--- Task prompt ---
With "wheel" as the search word, show every line of the material that has it.

===============

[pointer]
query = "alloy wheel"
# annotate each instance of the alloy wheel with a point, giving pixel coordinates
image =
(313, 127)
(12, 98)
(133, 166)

===============

--- Exercise answer ---
query = "alloy wheel"
# annotate each instance of the alloy wheel with a point, giving pixel coordinates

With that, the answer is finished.